**EXTRACT PROVIDED:**
What the survey shows in substance

The results indicate that most respondents view this issue through the lens of human dignity and self-determination rather than as an abstract moral argument. Support is clearly dominant, suggesting euthanasia is increasingly seen as a real-life question rather than only an ideological one. That shifts public attention from principle-level confrontation toward practical conditions.

The primary divide runs across age groups

Support for euthanasia remains notably strong even among older Estonians: in 65+ groups, those in favor still clearly outnumber those opposed. In other words, greater caution with age does not automatically translate into rejection.

Support for euthanasia by age group (%)

Chart type: chart

| Label | Support (%) |
| --- | --- |
| Total | 78.2 |
| Age groups | null |
| 15-24 | 79.7 |
| 25-34 | 90.5 |
| 35-49 | 83.7 |
| 50-64 | 74.5 |
| 65-74 | 68.9 |
| 75+ | 68 |

Who is more doubtful, who is more opposed?

The strongest concentration of doubt and opposition appears among non-Estonians, especially in older age groups. Still, the picture is not binary: support does not disappear in those groups, but caution becomes more prominent given the irreversible nature of the decision.

Support for euthanasia by ethnicity (%)

Chart type: chart

| Label | Support | Opposition | Do not know |
| --- | --- | --- | --- |
| Estonians | 83.7 | 11 | 5.3 |
| Other + Russian | 67.2 | 24.8 | 8 |

What this implies

Support levels are now high enough for this issue to merit calm, substantive policy-level handling. This creates space to discuss what conditions and safeguards would be necessary in Estonia if such an option were ever formally considered. Under the current legal situation, many people and families remain in a gray zone where choices are emotionally difficult and the framework is unclear.

In January 2026, Opinion Estonia conducted a representative online survey with 1,018 respondents. The exact question was: “Kas raskelt ja parandamatult haigel inimesel peaks olema õigus arsti abiga oma elu lõpetada?” In this article, “support” combines “yes, definitely” + “rather yes”, and “opposition” combines “rather no” + “definitely not”. Very small subgroup results should be interpreted with caution.

**DATA ENTRIES:**
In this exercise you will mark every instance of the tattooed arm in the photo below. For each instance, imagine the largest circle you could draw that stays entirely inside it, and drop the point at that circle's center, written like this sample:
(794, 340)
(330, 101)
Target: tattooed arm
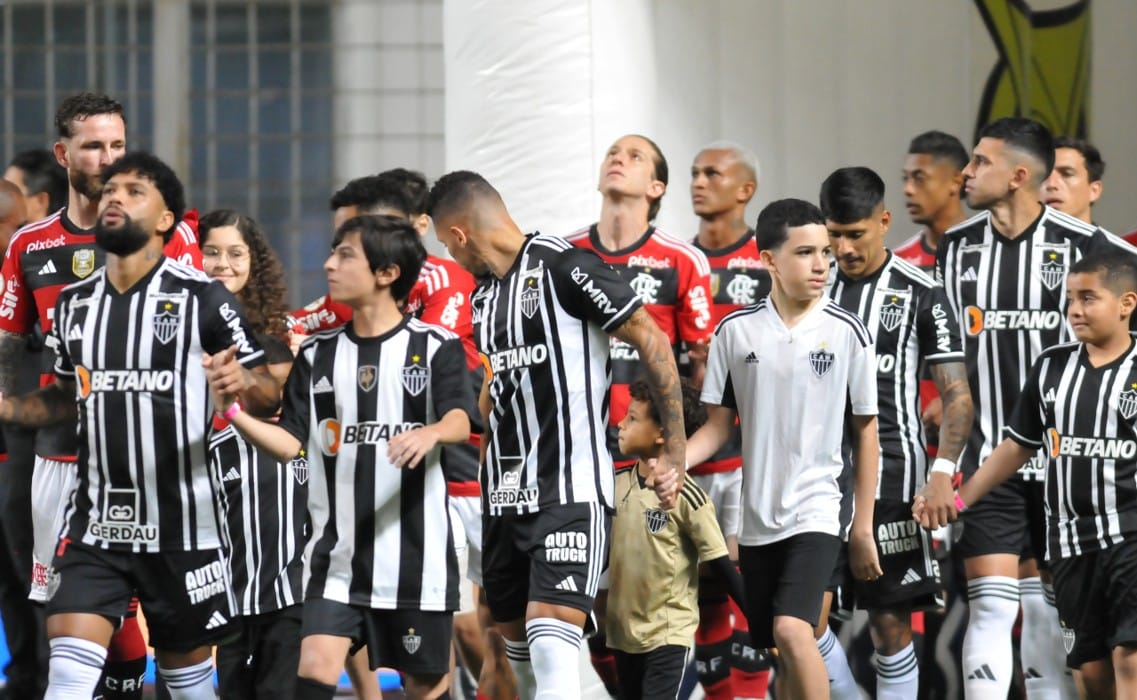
(52, 405)
(952, 384)
(658, 360)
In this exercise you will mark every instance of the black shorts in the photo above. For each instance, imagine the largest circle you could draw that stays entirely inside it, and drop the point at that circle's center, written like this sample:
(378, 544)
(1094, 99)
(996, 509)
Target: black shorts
(652, 675)
(414, 641)
(262, 663)
(554, 556)
(187, 597)
(788, 577)
(1096, 596)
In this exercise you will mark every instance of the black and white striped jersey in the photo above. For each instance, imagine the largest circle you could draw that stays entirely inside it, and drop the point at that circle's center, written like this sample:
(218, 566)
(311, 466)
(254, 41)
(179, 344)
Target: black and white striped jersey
(544, 332)
(912, 325)
(1009, 297)
(1085, 418)
(266, 517)
(144, 478)
(380, 534)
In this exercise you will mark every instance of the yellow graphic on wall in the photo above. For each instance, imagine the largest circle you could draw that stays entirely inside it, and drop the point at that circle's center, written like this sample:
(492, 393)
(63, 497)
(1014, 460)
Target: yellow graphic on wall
(1043, 72)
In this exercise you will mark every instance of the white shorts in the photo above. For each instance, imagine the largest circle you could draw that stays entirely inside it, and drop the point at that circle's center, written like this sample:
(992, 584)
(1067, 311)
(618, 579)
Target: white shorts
(725, 492)
(52, 483)
(466, 521)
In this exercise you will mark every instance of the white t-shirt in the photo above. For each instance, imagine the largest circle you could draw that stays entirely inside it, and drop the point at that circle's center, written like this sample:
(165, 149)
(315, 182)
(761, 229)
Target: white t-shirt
(790, 388)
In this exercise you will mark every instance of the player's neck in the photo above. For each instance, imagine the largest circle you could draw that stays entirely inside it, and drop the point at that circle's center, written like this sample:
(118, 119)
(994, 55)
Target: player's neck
(622, 222)
(1012, 217)
(722, 232)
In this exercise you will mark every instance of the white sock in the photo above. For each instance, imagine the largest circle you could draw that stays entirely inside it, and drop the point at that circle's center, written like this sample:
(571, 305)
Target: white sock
(841, 685)
(898, 675)
(517, 653)
(988, 660)
(190, 683)
(555, 648)
(75, 668)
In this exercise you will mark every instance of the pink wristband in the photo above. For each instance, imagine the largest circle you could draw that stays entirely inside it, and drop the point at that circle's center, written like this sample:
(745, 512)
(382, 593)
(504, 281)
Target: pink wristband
(235, 408)
(960, 506)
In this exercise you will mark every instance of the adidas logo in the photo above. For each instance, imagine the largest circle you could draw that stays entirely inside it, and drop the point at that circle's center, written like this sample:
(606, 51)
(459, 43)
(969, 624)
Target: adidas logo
(567, 584)
(216, 621)
(984, 673)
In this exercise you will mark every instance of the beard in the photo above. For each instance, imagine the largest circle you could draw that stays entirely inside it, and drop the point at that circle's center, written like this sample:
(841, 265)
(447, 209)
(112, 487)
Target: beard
(125, 240)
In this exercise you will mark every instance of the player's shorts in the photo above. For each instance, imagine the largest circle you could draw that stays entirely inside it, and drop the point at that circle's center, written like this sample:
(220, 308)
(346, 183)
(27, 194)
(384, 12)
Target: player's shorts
(52, 484)
(552, 556)
(725, 492)
(185, 596)
(414, 641)
(789, 578)
(1096, 596)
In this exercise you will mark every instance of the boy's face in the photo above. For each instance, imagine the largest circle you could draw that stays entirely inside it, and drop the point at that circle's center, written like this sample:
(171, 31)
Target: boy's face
(639, 434)
(1095, 311)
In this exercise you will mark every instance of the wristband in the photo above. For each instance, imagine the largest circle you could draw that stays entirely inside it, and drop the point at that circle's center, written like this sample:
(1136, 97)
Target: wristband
(232, 410)
(943, 466)
(960, 506)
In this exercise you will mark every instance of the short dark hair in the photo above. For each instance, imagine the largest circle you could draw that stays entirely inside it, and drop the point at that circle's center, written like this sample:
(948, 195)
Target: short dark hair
(940, 146)
(1095, 167)
(1118, 272)
(372, 193)
(456, 191)
(79, 107)
(387, 241)
(156, 171)
(42, 174)
(1025, 135)
(695, 413)
(852, 194)
(778, 216)
(414, 185)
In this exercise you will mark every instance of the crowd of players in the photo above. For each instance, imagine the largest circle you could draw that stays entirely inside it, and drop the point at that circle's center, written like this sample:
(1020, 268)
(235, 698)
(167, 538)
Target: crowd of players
(675, 448)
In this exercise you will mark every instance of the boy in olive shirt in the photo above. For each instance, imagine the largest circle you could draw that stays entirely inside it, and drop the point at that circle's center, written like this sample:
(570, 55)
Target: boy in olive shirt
(654, 571)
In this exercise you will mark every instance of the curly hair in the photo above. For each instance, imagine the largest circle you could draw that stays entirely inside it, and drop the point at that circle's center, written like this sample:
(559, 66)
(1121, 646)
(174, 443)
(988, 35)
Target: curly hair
(264, 297)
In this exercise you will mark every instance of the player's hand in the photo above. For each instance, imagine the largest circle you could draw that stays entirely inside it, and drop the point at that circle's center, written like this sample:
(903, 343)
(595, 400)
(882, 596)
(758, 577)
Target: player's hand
(409, 448)
(863, 559)
(935, 506)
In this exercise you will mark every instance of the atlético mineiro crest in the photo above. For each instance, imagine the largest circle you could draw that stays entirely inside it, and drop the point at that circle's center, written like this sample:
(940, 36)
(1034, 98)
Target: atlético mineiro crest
(656, 519)
(366, 376)
(821, 360)
(412, 641)
(1127, 401)
(415, 376)
(166, 323)
(891, 313)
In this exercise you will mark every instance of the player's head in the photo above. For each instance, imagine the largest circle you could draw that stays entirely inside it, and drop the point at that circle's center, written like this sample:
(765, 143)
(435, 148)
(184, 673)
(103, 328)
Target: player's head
(1076, 182)
(375, 194)
(373, 253)
(724, 177)
(635, 168)
(853, 202)
(141, 199)
(41, 180)
(934, 175)
(794, 244)
(1101, 297)
(641, 428)
(235, 251)
(92, 134)
(464, 206)
(1014, 155)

**PROBLEM TO WORK ON:** Reproduce the passage of the euthanasia survey article starting with "In January 2026, Opinion" and going on through "interpreted with caution.". The rows play no part in this exercise.

**SOLUTION TO THE EXERCISE:**
In January 2026, Opinion Estonia conducted a representative online survey with 1,018 respondents. The exact question was: “Kas raskelt ja parandamatult haigel inimesel peaks olema õigus arsti abiga oma elu lõpetada?” In this article, “support” combines “yes, definitely” + “rather yes”, and “opposition” combines “rather no” + “definitely not”. Very small subgroup results should be interpreted with caution.